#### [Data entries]
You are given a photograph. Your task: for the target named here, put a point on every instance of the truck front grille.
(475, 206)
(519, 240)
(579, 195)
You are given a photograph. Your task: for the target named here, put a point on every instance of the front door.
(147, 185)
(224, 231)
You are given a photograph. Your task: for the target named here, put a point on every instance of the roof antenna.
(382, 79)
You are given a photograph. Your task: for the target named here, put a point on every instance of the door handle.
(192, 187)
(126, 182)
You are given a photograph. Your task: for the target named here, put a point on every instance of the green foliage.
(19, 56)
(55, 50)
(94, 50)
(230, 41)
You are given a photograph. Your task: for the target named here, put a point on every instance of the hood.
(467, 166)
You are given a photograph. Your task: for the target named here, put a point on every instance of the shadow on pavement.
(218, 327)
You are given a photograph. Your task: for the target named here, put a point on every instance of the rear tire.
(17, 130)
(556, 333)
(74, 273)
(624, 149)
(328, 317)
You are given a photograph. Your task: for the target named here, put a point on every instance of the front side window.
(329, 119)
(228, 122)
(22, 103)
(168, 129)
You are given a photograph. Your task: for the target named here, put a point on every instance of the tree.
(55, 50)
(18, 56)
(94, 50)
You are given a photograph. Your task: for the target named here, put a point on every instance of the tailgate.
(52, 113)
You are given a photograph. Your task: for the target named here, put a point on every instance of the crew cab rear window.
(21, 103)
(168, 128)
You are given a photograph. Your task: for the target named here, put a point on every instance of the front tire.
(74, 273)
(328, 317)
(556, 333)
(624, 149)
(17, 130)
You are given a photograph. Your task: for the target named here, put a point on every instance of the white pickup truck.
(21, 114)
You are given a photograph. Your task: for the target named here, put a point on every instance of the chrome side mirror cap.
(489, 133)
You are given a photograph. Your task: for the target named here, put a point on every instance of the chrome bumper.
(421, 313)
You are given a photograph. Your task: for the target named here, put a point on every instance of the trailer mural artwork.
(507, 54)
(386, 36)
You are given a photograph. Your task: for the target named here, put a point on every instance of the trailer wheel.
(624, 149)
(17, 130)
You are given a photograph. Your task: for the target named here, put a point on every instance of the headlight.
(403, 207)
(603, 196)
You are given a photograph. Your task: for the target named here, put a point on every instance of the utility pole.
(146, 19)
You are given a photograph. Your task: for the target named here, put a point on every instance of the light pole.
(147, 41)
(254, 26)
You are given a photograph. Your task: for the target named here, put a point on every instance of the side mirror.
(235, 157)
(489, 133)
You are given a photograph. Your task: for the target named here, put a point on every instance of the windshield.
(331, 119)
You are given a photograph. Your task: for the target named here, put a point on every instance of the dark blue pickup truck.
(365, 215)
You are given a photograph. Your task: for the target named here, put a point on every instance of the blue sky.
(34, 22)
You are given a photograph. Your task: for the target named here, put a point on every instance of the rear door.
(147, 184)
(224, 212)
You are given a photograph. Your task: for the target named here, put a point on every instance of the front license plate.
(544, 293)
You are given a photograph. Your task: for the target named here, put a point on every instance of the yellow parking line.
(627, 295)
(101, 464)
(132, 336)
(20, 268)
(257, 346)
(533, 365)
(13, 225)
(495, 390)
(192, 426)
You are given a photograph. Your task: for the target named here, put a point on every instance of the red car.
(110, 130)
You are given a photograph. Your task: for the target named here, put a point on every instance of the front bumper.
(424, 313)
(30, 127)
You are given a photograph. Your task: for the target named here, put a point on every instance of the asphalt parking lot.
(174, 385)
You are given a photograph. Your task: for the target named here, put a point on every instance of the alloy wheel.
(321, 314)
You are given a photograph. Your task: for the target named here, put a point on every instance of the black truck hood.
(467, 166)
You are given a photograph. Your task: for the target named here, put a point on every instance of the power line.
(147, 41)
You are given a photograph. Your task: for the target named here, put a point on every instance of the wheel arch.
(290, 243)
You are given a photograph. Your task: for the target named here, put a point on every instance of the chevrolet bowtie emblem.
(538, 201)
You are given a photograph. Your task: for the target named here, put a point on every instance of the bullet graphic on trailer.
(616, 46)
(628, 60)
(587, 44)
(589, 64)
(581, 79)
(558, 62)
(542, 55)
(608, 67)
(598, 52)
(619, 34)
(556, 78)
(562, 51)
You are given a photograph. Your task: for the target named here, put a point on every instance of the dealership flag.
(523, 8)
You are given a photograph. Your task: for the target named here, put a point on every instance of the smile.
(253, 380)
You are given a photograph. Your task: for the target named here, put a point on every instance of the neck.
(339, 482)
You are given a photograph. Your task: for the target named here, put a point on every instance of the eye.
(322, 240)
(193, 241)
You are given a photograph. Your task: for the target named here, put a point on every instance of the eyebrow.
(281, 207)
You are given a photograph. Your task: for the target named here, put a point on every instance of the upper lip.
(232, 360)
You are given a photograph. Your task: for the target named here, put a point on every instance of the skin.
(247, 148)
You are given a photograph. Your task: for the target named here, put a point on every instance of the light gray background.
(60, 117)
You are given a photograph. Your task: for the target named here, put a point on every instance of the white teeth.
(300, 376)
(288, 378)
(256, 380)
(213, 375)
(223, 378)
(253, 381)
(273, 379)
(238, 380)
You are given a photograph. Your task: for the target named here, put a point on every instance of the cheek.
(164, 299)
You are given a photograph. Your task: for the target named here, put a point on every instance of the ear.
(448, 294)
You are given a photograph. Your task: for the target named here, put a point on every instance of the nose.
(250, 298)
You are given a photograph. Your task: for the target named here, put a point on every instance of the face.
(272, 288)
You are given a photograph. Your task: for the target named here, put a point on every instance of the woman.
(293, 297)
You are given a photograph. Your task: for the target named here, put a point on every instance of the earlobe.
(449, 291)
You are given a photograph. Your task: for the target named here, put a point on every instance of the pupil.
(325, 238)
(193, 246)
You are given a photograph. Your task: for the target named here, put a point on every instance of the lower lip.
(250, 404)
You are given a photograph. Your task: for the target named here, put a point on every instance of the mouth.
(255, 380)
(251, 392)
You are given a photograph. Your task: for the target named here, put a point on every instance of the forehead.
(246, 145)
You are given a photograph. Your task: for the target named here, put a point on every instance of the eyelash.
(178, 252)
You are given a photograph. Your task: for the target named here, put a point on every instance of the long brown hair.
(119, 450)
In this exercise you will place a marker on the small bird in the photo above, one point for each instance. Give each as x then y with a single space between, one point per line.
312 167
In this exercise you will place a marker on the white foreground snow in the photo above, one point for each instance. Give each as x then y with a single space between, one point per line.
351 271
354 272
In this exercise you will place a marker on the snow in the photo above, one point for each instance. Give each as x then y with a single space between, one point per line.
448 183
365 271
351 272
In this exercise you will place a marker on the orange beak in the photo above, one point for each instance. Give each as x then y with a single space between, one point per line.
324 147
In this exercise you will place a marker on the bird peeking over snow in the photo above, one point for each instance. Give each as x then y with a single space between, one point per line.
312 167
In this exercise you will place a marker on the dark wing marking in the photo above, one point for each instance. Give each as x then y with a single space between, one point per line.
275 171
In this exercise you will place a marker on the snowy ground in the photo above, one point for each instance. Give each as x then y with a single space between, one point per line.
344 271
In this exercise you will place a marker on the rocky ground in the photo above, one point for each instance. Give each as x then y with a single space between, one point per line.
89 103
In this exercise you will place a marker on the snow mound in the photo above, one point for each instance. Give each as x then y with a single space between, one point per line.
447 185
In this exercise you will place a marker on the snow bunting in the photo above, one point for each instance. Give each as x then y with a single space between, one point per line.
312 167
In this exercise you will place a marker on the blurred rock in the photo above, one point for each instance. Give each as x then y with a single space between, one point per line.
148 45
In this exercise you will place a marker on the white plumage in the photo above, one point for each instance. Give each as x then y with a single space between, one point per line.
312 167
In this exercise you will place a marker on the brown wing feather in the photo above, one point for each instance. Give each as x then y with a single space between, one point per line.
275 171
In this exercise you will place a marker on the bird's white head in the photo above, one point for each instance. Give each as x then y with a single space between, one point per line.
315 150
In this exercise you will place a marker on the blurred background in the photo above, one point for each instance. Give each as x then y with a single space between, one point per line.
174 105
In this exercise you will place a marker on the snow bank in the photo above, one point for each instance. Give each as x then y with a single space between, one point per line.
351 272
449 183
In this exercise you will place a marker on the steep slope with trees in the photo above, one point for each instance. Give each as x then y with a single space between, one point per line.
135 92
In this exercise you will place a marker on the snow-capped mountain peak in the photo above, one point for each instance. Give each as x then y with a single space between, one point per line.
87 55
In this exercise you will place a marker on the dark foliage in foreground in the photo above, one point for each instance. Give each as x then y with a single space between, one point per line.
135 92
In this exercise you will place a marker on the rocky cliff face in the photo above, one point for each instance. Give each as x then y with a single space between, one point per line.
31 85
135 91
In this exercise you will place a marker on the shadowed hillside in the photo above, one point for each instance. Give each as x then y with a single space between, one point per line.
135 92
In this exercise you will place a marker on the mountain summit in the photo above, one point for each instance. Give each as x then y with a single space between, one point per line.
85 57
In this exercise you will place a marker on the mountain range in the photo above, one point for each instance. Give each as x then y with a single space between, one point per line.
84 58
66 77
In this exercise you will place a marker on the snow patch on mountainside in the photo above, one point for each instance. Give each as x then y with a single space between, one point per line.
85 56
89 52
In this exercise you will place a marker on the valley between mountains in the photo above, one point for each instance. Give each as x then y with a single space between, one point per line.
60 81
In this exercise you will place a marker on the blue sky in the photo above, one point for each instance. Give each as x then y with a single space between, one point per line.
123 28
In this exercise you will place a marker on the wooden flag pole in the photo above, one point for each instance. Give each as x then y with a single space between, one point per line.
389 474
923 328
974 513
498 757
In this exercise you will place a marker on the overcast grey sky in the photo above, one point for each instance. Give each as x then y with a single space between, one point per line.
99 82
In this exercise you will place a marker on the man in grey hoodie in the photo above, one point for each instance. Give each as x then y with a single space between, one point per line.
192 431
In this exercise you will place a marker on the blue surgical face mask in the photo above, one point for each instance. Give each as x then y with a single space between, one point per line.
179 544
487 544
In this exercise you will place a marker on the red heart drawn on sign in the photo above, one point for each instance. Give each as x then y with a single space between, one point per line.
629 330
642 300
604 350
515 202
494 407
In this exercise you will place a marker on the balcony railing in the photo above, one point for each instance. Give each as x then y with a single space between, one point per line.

#### [Written exercise]
Repeat only the stretch of lines starting at the one containing "In this exercise you will place a marker on the man" and running to the final line of the entries above.

#### [Full answer]
In this exercise you will place a marker on the man in grey hoodie in the photo above, one point for each instance. Give each as x then y with a single space between, one point per line.
192 431
In this exercise you will place a marker on the blue surgical face mask in the photo above, one point for each instance. Give each as x then y with a single space between, one point per line.
179 544
487 544
In this exercise you will place a marker on the red heart drawn on sign in the photo above, one point for each instance. Give each as x then y with a single space between, one point per line.
629 330
642 300
604 350
515 202
494 407
In this exercise you will place a marker on the balcony railing in the photo above, one point for each instance. Give each as x then y with a single space between, one point per line.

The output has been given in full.